Direction:
Which lines in the items below contain the word "abandoned", matching case exactly? Copy each of those lines in full.

━━ Task input

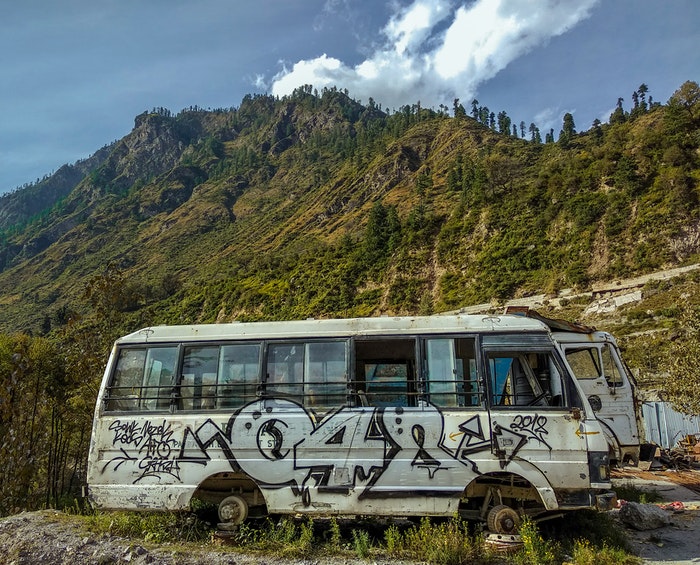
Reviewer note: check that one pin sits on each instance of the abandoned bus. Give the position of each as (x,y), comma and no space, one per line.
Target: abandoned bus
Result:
(411,416)
(595,360)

━━━━

Task result:
Reviewer note: check that one pin sits on each instance of the abandoned bus. Give the position of each as (x,y), comma and no space, one per line.
Target: abandoned bus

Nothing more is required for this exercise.